Stated task: Copy the entries word for word, starting at the very first line and ending with the line that contains "(29, 93), (36, 128)", with that line included.

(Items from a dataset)
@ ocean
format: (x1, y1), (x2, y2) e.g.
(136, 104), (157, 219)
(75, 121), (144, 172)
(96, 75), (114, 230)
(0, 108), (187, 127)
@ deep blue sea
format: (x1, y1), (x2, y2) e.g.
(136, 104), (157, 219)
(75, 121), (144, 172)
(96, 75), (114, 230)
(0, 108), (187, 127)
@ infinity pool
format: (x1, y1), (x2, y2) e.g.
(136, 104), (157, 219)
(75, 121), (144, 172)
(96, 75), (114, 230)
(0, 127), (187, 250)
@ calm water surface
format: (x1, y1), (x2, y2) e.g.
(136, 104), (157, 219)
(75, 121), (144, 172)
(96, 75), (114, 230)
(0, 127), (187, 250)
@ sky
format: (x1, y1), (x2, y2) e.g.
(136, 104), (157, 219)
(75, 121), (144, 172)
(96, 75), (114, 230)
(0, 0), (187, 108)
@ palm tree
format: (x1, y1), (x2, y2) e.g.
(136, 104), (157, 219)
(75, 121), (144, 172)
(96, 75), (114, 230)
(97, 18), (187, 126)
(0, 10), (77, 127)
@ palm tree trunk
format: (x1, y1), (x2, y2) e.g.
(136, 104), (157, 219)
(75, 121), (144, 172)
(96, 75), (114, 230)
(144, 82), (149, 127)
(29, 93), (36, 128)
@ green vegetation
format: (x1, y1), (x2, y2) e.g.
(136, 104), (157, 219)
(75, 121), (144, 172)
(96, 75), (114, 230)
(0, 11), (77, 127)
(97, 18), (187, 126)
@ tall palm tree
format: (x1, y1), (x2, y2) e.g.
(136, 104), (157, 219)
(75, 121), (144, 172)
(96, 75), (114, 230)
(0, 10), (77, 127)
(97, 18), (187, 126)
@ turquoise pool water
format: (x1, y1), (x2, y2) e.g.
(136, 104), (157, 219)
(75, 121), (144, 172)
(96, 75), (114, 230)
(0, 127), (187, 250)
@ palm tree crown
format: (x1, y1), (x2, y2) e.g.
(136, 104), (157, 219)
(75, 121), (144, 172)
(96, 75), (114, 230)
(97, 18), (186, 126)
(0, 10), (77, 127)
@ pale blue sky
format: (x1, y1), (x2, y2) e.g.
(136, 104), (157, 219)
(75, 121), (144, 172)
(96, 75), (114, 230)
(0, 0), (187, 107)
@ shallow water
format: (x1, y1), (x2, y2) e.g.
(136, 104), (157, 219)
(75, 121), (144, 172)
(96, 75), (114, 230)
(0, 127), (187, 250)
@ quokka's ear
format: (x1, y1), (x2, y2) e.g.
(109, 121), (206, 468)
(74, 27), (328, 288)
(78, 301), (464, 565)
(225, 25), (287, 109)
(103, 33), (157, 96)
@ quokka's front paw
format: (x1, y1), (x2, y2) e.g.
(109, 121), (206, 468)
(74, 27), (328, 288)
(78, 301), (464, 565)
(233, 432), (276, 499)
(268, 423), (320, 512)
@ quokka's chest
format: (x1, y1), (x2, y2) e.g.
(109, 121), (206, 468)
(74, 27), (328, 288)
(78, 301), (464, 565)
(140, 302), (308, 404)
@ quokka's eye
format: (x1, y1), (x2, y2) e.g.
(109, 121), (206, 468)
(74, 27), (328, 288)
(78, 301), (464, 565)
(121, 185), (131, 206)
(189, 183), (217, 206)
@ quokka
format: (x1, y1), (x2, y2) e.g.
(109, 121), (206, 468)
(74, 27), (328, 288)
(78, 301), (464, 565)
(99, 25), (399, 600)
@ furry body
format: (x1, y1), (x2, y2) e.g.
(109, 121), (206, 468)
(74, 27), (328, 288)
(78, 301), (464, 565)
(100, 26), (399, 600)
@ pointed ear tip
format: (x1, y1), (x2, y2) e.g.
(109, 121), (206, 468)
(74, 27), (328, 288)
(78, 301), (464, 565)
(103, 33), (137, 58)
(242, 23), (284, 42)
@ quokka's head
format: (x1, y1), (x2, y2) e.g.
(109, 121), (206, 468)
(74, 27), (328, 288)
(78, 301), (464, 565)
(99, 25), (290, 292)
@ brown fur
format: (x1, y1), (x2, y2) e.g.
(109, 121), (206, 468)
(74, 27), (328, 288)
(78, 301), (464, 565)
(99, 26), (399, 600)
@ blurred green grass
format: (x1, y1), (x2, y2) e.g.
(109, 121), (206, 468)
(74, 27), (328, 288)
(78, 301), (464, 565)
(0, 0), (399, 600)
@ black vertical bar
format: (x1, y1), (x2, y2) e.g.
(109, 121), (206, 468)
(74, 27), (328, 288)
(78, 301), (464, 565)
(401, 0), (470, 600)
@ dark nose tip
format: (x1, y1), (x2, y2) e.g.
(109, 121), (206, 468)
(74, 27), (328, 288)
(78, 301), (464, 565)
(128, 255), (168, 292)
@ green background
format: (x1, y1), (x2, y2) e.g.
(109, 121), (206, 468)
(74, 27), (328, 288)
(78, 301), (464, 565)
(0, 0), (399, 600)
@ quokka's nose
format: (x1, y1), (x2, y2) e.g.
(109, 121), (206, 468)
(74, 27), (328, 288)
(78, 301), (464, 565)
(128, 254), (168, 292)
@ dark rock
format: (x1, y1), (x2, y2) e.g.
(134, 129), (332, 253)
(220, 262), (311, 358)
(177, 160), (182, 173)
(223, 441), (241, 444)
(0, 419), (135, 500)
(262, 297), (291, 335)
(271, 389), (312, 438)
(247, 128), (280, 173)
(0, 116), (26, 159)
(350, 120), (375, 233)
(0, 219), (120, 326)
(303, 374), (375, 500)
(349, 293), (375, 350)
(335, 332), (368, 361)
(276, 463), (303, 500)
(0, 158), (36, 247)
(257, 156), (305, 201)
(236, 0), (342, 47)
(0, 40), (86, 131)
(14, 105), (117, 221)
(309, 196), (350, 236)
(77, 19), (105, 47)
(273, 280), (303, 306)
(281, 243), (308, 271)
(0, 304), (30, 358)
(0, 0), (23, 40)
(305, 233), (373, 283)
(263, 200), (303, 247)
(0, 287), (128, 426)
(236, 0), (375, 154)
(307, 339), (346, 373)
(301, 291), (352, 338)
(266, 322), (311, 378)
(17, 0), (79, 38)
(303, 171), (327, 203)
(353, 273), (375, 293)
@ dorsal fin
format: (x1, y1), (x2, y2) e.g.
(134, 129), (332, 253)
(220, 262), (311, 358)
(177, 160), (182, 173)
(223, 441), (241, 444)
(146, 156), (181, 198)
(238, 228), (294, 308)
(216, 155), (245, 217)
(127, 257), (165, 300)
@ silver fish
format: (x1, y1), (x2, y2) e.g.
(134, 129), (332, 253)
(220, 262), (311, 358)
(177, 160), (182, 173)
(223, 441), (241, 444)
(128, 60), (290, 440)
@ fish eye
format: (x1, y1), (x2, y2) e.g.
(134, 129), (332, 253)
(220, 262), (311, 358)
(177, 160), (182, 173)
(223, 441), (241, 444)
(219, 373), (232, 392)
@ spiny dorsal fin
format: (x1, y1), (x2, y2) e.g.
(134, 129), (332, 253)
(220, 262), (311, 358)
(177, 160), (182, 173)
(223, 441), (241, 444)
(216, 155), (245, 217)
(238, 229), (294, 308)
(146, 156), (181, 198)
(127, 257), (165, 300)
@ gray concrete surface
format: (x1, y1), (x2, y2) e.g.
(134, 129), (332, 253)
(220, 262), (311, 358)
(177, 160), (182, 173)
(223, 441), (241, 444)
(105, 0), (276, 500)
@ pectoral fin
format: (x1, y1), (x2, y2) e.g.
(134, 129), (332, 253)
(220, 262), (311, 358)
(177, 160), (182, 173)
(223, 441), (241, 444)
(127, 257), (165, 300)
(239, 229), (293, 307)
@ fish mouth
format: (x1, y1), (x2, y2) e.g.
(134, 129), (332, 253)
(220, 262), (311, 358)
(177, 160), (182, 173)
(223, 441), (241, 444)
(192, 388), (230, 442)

Solution:
@ ocean
format: (x1, y1), (x2, y2) e.g.
(136, 104), (157, 219)
(75, 121), (144, 172)
(96, 75), (114, 230)
(0, 108), (187, 127)
@ deep blue sea
format: (x1, y1), (x2, y2) e.g.
(136, 104), (157, 219)
(75, 121), (144, 172)
(96, 75), (114, 230)
(0, 108), (187, 127)
@ infinity pool
format: (x1, y1), (x2, y2) e.g.
(136, 104), (157, 219)
(75, 121), (144, 172)
(96, 75), (114, 230)
(0, 127), (187, 250)
@ calm water surface
format: (x1, y1), (x2, y2) e.g.
(136, 104), (157, 219)
(75, 121), (144, 172)
(96, 75), (114, 230)
(0, 127), (187, 250)
@ sky
format: (x1, y1), (x2, y2) e.g.
(136, 104), (157, 219)
(75, 121), (144, 172)
(96, 75), (114, 230)
(0, 0), (187, 108)
@ palm tree
format: (x1, y1), (x2, y2) e.g.
(136, 104), (157, 219)
(75, 121), (144, 172)
(96, 75), (114, 230)
(97, 18), (187, 126)
(0, 10), (77, 127)
@ palm tree trunk
format: (x1, y1), (x2, y2) e.g.
(136, 104), (157, 219)
(75, 121), (144, 172)
(96, 75), (114, 230)
(144, 82), (149, 127)
(29, 93), (36, 128)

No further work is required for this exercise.